Task statement → Which of the lines in the data below contain the string "walking"? Copy each of them.

[Extracted records]
[Start of Attachment]
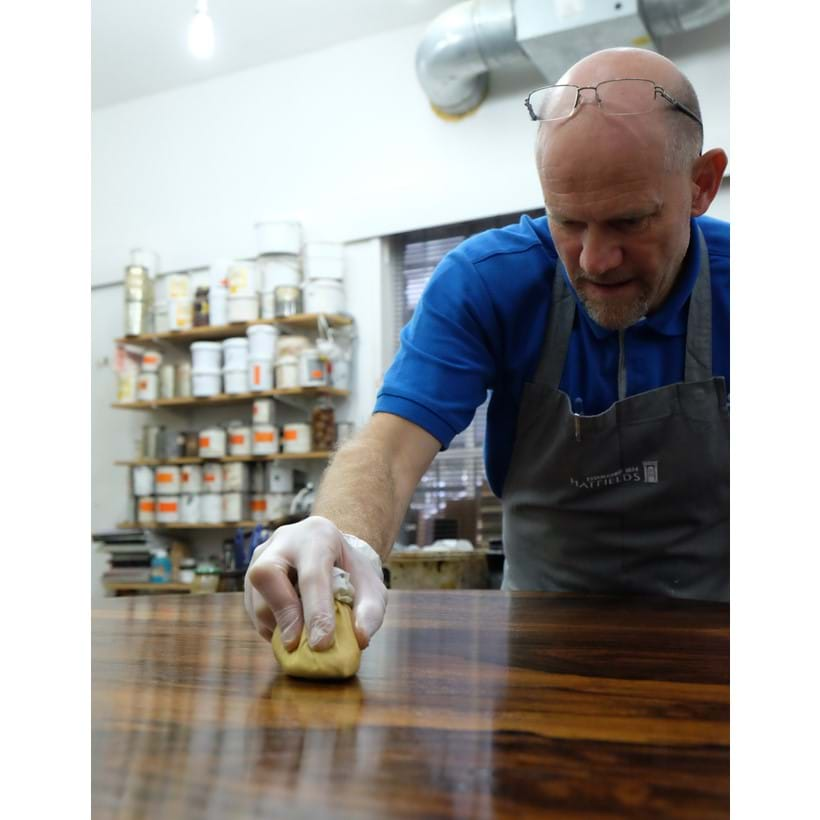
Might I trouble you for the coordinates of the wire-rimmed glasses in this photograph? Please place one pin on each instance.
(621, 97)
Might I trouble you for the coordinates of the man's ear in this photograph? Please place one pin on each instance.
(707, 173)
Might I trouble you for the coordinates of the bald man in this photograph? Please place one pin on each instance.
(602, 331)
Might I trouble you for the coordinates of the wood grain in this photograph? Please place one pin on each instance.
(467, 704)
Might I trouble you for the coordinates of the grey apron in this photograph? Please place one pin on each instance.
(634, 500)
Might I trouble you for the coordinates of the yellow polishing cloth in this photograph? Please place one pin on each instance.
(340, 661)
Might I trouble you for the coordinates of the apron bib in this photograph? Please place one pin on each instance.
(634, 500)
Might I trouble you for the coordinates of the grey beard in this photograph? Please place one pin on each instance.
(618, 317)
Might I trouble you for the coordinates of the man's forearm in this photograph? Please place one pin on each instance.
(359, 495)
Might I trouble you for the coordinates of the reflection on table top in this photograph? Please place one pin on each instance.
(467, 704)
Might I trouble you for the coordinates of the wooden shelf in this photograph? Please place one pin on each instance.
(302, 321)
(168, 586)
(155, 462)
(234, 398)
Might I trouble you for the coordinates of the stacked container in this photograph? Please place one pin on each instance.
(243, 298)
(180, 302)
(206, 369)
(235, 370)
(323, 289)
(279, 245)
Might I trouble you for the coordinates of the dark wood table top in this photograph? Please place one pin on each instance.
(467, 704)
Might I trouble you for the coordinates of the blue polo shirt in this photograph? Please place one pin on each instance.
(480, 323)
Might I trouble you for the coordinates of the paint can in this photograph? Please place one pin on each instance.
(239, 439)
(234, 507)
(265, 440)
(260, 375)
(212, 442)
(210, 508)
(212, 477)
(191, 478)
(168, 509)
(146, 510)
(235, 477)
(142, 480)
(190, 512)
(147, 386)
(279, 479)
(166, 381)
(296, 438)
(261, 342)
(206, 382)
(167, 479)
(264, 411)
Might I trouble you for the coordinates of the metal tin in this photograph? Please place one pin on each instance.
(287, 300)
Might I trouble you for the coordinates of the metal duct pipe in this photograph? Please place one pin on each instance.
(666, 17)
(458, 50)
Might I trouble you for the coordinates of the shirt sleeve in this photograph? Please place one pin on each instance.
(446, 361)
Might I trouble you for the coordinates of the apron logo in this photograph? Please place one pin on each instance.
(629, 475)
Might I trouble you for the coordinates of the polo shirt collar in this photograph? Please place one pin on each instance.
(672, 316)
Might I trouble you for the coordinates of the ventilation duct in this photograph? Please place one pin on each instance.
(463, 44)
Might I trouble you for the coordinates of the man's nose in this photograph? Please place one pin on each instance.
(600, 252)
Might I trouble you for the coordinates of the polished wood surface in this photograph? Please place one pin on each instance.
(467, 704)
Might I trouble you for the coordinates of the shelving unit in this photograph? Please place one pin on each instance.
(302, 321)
[End of Attachment]
[Start of Attachment]
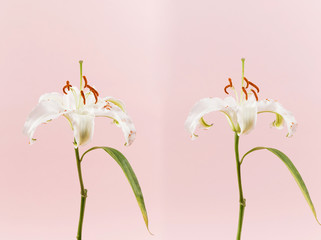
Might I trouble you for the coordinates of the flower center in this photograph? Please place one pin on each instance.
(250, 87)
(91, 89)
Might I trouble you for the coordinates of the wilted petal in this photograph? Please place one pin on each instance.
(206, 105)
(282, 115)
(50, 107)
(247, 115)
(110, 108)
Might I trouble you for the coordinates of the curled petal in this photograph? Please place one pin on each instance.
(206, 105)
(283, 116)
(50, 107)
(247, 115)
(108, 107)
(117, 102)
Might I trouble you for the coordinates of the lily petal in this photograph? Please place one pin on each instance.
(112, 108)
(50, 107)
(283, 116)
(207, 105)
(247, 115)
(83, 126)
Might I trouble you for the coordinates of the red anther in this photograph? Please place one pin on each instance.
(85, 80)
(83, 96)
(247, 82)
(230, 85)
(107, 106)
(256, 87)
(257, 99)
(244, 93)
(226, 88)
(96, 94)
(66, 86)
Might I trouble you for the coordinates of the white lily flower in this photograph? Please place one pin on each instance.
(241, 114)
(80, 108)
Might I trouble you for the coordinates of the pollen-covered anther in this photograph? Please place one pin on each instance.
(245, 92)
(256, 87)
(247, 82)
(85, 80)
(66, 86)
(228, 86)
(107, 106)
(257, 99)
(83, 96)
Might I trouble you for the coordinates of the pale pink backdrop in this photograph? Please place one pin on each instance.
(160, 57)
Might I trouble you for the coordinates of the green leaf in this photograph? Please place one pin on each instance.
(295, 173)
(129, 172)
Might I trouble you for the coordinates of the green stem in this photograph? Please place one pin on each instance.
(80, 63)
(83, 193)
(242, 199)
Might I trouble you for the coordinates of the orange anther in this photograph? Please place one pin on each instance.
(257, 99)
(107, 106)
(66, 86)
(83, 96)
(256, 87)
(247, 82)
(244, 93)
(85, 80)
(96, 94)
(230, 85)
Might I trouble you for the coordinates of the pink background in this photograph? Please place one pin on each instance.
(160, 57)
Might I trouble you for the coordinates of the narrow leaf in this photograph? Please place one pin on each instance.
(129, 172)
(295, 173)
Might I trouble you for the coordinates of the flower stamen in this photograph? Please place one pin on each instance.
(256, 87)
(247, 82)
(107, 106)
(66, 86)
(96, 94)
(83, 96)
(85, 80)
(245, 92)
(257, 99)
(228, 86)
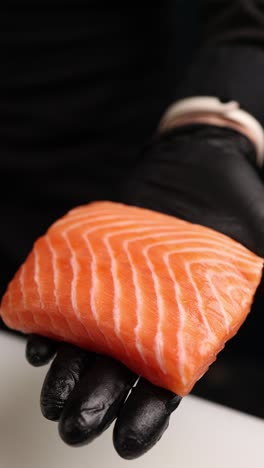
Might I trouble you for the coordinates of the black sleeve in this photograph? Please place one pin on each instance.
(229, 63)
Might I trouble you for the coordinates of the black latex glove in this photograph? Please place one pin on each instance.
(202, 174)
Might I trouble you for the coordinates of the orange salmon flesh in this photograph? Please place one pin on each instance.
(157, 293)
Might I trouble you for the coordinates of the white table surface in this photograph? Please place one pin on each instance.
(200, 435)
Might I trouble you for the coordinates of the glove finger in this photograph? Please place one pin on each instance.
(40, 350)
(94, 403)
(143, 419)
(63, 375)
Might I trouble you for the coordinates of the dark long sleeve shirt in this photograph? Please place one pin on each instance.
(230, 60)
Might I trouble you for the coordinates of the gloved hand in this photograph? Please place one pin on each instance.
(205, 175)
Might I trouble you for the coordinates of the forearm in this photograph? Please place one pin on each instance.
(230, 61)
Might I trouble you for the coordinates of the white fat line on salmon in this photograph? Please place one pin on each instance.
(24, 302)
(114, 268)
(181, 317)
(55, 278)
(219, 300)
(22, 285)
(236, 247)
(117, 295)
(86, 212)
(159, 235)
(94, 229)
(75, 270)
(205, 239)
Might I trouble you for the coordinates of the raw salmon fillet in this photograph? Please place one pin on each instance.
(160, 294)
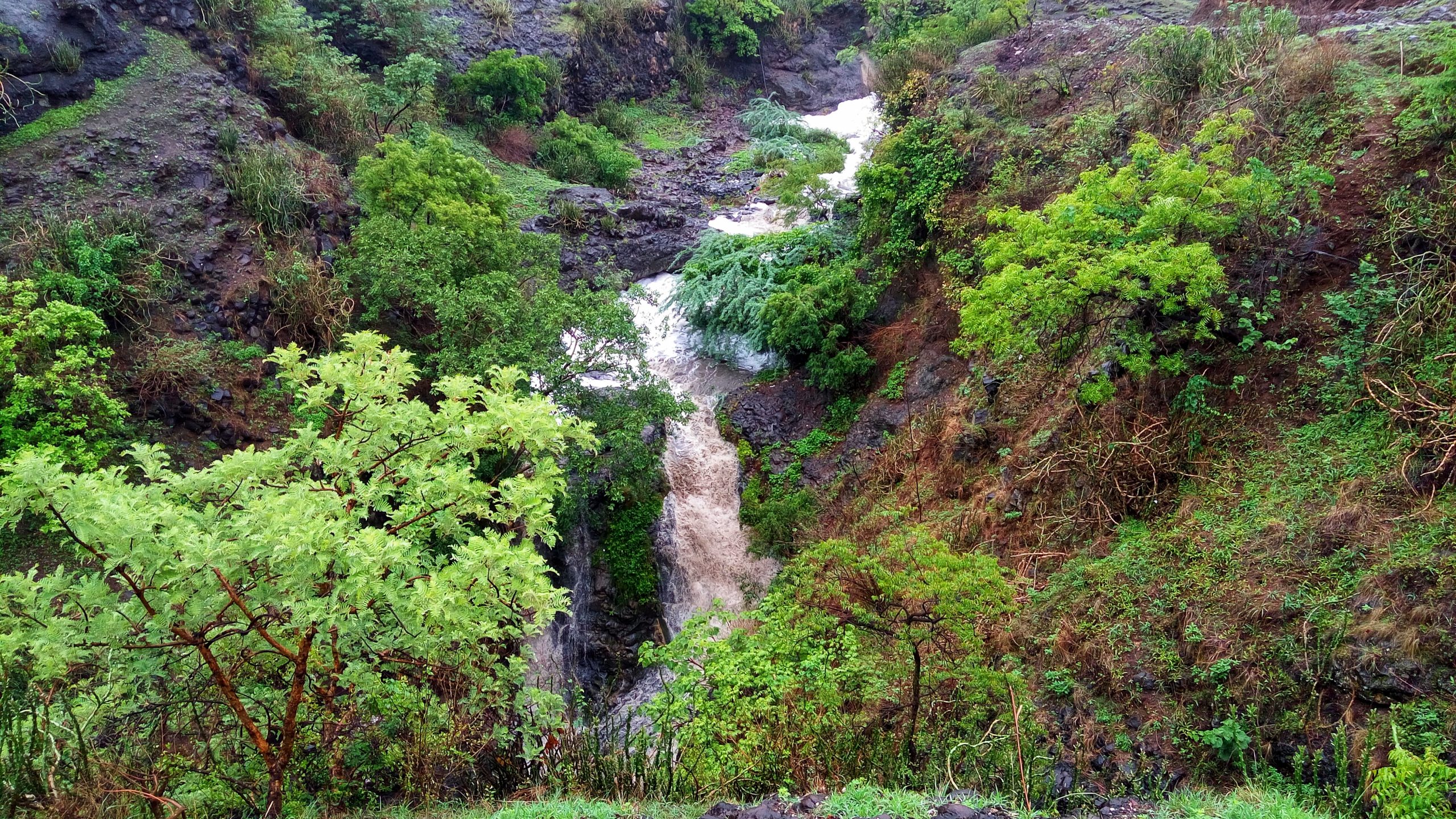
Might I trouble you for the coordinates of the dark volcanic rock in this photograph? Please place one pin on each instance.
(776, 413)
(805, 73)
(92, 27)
[End of Attachment]
[Start of Attachment]
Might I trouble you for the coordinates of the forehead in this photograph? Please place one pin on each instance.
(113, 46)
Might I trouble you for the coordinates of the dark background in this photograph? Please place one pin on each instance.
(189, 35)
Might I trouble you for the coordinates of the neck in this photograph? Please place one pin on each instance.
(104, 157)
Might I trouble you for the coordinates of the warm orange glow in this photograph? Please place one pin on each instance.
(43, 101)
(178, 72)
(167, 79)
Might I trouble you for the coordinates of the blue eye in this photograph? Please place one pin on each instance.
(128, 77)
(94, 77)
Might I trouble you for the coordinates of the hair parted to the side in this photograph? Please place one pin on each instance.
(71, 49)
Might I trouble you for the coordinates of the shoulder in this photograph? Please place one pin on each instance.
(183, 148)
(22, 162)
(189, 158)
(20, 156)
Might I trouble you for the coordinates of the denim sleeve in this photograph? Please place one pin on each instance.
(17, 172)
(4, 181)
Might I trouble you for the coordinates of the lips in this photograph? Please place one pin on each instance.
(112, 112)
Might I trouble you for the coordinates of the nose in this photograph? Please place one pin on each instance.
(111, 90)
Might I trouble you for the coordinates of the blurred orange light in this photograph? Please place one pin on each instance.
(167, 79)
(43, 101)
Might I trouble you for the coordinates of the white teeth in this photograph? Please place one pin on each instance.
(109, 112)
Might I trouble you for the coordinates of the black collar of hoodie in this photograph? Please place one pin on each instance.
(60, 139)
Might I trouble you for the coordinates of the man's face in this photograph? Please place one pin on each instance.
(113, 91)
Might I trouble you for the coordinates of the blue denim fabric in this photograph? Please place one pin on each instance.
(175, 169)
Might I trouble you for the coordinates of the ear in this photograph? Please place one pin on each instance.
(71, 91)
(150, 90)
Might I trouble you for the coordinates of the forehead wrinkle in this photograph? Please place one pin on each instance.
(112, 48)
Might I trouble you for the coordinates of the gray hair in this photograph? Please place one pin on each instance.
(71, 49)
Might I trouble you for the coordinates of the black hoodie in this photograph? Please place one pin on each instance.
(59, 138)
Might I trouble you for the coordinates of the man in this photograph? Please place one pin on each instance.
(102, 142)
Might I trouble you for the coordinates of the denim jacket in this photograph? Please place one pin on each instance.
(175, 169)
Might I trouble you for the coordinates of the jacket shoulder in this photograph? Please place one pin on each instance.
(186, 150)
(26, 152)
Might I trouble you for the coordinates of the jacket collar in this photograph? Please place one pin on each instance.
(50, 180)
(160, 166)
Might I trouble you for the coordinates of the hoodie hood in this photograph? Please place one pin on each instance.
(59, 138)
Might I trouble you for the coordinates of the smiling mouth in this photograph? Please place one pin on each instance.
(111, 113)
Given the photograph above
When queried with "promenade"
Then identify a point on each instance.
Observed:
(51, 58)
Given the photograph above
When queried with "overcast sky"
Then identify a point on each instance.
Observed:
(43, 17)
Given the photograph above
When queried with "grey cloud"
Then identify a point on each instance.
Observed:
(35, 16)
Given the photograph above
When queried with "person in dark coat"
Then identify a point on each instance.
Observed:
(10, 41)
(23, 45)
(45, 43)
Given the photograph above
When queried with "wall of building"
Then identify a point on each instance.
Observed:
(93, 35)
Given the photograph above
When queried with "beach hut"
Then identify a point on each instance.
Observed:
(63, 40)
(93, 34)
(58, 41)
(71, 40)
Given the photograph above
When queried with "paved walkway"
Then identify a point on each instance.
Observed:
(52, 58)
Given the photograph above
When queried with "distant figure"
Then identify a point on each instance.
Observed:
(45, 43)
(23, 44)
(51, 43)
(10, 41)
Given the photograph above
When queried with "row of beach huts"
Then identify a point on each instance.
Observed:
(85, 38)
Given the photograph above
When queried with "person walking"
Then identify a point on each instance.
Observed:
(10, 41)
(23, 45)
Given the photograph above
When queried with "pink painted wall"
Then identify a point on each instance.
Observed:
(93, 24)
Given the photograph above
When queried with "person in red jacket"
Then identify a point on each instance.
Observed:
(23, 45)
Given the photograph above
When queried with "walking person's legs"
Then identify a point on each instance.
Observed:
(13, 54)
[End of Attachment]
Solution for this task →
When queried with "person walking"
When queried with "walking person's legs"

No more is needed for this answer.